◆ **Текст**:
«Кабала святош». М. Булгаков.
МХТ им. А. П. Чехова (Москва).
Режиссер Юрий Квятковский, Художник Николай Симонов, драматург Михаил Дегтярев.
В одной из не принадлежащих перу Булгакова реплик спектакля (там этого много, в афише честно сказано «по мотивам») мы слышим: «Это вам не бульвар». Тут МХТ, разумеется, весело рефлексирует сам себя. А тем временем на его большой сцене в последние годы пышно цветет так называемый «большой стиль»: чумовые декорации и костюмы, сногсшибательный свет-свет, упоенное лицедейство. Вот и в «Кабале святош» этот самый стиль просто-таки царит. Намеренно, конечно. Лежащая в основе спектакля пьеса Михаила Булгакова ведь написана про театр, часть действия происходит в парижском Пале-Рояле, события приходятся на период правления Людовика ХIV со всей его неуемной роскошью.

Сцена из спектакля.
Фото — Владимир Луповской.

◆ **Задание**:
Перепишите дословно фрагмент рецензии на спектакль «Кабала святош» от «В одной из не» до «Фото — Владимир Луповской.».

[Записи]
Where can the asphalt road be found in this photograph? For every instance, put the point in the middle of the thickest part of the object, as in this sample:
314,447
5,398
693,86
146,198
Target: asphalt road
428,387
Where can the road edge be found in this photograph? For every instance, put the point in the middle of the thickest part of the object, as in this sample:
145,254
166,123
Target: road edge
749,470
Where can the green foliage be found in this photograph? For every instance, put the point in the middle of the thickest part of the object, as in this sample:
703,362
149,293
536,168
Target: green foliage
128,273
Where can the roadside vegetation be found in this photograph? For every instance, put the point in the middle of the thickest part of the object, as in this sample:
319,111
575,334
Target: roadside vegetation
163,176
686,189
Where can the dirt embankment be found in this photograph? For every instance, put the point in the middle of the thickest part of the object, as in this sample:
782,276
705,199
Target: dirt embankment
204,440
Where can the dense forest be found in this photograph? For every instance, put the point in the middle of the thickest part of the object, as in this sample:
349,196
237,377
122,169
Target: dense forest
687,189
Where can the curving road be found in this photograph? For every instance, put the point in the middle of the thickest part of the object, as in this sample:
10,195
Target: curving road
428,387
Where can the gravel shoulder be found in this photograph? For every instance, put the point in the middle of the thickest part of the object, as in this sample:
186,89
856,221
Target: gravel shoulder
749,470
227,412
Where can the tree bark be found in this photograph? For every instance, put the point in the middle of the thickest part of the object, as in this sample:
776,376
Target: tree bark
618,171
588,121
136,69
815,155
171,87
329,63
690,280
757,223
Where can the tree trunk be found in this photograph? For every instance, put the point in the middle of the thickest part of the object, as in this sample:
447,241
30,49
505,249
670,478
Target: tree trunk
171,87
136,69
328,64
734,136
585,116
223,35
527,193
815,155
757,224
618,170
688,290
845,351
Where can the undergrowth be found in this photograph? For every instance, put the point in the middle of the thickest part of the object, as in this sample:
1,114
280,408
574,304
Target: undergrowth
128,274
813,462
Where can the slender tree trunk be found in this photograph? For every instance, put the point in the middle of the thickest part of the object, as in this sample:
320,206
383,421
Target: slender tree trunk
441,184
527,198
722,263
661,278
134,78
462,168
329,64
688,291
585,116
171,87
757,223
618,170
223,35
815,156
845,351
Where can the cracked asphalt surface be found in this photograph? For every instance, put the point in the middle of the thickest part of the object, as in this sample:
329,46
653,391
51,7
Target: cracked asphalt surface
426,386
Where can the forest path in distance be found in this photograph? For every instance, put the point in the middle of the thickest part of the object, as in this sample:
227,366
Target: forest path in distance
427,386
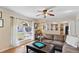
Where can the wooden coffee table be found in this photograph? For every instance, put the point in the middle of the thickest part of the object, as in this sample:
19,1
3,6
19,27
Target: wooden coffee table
49,48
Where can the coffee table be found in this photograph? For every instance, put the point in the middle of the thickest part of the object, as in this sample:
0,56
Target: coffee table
49,48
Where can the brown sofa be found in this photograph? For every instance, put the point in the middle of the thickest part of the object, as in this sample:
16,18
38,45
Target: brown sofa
56,40
60,44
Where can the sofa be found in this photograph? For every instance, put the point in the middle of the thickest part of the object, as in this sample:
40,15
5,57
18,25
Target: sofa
61,45
57,40
71,44
69,49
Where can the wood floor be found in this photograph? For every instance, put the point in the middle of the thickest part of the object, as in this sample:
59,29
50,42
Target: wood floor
20,49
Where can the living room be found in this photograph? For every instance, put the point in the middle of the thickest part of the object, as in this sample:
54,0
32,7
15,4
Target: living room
54,26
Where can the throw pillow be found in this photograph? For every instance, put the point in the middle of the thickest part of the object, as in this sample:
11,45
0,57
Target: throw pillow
72,40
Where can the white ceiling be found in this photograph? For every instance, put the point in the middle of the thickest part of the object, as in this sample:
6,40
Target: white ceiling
59,11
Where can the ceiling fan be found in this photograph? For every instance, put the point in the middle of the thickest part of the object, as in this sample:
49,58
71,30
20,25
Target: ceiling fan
46,12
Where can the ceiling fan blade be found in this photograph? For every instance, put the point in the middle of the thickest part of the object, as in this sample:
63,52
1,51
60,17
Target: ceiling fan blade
50,11
39,14
50,14
49,7
40,11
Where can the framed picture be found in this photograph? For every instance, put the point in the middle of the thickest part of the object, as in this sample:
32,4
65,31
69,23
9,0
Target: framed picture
0,14
1,23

◆ **Ответ**:
В одной из не принадлежащих перу Булгакова реплик спектакля (там этого много, в афише честно сказано «по мотивам») мы слышим: «Это вам не бульвар». Тут МХТ, разумеется, весело рефлексирует сам себя. А тем временем на его большой сцене в последние годы пышно цветет так называемый «большой стиль»: чумовые декорации и костюмы, сногсшибательный свет-свет, упоенное лицедейство. Вот и в «Кабале святош» этот самый стиль просто-таки царит. Намеренно, конечно. Лежащая в основе спектакля пьеса Михаила Булгакова ведь написана про театр, часть действия происходит в парижском Пале-Рояле, события приходятся на период правления Людовика ХIV со всей его неуемной роскошью.

Сцена из спектакля.
Фото — Владимир Луповской.